Data rows:
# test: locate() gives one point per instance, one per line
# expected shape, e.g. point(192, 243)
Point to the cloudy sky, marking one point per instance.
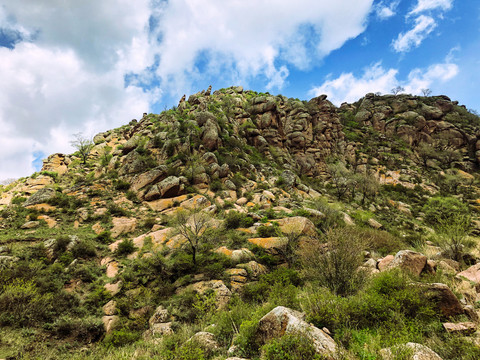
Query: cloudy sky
point(69, 66)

Exercise directions: Set down the records above as a JSON list of strings with one string per line, omitting blank lines and leaving the pictures out.

Full response:
[
  "# test: locate() gives one point per instance, one per line",
  "# expected shape, e.g. point(192, 243)",
  "Point to the cloudy sky, marking one point per instance.",
  "Query: cloudy sky",
  "point(69, 66)"
]